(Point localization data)
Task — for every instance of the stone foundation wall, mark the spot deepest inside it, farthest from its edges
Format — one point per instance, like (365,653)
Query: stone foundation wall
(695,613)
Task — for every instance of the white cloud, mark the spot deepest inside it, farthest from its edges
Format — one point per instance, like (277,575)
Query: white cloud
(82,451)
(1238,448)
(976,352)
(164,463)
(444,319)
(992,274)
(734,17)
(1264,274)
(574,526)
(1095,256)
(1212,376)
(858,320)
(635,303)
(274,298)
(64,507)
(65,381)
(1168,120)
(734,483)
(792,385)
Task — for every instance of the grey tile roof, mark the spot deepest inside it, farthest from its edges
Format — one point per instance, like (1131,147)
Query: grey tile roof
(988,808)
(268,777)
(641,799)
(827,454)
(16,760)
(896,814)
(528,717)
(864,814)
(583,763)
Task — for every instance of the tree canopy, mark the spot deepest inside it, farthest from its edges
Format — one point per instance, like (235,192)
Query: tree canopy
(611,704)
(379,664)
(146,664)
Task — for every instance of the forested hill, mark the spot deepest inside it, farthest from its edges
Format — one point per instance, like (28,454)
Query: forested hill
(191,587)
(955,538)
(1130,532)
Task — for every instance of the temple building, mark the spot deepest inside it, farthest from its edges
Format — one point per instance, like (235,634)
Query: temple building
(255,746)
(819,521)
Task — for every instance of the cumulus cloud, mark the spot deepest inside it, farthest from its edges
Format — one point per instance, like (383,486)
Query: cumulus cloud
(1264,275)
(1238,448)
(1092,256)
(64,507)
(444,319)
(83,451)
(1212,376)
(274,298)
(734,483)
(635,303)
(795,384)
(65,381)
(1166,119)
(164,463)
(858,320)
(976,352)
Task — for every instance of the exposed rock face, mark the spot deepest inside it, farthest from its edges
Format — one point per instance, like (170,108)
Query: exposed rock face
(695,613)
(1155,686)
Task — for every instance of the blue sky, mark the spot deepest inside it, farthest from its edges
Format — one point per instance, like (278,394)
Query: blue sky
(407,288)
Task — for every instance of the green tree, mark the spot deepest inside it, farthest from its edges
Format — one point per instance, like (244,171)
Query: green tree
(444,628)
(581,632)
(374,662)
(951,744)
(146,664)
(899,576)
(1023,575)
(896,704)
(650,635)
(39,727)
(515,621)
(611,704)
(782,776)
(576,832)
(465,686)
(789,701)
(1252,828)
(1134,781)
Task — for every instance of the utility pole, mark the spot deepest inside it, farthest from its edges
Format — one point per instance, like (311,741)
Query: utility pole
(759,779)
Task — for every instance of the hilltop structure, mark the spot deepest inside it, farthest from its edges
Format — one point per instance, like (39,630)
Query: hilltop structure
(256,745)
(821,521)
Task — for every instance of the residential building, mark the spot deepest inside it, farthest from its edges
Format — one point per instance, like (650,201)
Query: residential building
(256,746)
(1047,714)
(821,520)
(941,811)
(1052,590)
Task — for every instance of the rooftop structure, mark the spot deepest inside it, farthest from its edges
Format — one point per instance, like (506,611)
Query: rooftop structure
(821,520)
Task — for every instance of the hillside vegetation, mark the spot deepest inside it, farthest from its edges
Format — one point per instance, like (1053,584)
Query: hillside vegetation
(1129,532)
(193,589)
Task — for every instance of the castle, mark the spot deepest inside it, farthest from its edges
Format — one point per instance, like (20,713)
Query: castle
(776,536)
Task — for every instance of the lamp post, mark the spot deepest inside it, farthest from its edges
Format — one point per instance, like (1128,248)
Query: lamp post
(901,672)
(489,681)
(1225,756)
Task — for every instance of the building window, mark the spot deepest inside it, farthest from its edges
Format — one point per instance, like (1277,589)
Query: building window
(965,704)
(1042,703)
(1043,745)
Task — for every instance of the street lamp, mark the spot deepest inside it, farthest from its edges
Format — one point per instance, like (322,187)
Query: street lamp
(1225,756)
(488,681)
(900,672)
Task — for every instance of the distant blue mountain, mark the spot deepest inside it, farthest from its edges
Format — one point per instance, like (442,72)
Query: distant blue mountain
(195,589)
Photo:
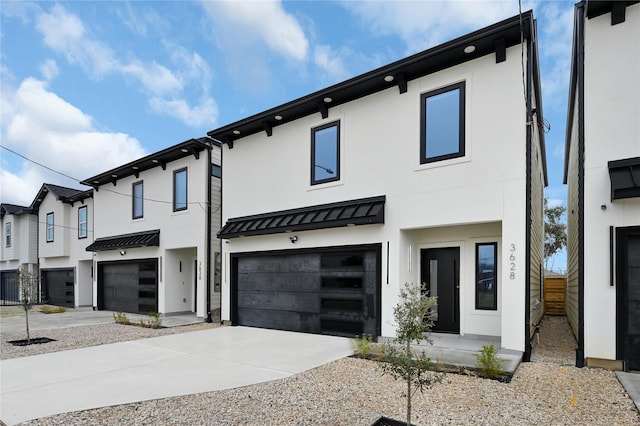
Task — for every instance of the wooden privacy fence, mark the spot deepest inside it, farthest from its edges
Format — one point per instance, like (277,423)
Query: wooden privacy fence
(555,293)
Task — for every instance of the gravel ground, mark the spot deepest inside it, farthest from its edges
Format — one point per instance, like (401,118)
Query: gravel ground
(546,391)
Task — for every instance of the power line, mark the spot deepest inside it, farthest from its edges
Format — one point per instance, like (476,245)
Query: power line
(200,203)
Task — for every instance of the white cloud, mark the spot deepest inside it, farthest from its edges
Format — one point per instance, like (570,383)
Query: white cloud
(49,69)
(46,129)
(250,23)
(332,62)
(65,33)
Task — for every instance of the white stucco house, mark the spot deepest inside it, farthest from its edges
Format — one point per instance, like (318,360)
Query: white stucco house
(65,229)
(602,173)
(153,224)
(428,169)
(19,248)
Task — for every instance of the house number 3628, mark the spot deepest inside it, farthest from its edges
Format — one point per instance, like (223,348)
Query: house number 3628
(512,262)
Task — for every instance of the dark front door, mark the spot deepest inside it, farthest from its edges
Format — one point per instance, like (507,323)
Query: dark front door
(440,271)
(628,282)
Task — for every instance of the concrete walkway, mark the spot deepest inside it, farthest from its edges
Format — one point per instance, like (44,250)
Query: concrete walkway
(160,367)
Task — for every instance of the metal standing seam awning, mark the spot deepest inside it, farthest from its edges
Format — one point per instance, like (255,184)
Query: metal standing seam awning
(625,178)
(124,241)
(363,211)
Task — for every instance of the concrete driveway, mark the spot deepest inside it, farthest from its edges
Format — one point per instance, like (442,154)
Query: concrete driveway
(159,367)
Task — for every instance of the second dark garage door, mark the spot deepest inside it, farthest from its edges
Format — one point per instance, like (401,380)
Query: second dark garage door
(57,285)
(331,291)
(130,286)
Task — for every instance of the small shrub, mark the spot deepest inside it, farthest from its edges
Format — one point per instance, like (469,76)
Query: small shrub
(121,318)
(488,361)
(53,310)
(362,345)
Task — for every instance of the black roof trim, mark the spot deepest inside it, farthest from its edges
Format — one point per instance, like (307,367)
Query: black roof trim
(14,209)
(124,241)
(62,193)
(363,211)
(424,63)
(160,158)
(625,178)
(597,8)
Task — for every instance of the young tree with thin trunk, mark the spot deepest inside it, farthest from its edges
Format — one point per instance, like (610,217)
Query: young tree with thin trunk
(28,282)
(414,316)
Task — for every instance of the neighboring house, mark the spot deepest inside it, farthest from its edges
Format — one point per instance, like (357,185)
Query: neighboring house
(19,248)
(154,217)
(65,229)
(429,169)
(602,173)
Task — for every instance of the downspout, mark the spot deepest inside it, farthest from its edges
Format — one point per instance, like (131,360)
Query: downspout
(580,59)
(526,357)
(208,231)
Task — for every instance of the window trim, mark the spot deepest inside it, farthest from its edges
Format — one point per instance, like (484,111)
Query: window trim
(86,222)
(186,189)
(495,272)
(314,130)
(461,123)
(216,170)
(50,227)
(8,235)
(139,183)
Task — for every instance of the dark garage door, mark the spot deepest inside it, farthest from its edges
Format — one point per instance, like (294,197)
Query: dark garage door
(128,286)
(324,292)
(57,285)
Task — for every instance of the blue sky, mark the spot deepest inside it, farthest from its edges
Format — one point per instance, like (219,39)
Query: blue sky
(87,86)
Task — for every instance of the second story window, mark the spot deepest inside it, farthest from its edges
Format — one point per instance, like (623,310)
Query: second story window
(82,222)
(442,124)
(216,171)
(7,234)
(49,227)
(180,190)
(137,198)
(325,153)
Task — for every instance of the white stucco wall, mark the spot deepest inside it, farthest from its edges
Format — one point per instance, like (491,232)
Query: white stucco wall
(184,229)
(612,132)
(481,195)
(24,241)
(67,250)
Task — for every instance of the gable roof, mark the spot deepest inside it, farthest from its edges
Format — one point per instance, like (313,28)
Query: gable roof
(492,39)
(14,209)
(62,193)
(157,159)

*PROBLEM STATEMENT*:
Only those lines running from the one containing "Format — one point per instance, like (491,232)" through the last line of the data above are to be copied, exactly, with both ends included.

*YOUR SOLUTION*:
Format — one point per instance, like (491,232)
Query: white stucco wall
(184,229)
(612,132)
(481,195)
(24,241)
(67,250)
Task — for every instance of the gable roof, mark the spot deepest inside it, farthest from its edges
Format — one point per instance, like (313,28)
Query: gable roof
(492,39)
(14,209)
(62,193)
(157,159)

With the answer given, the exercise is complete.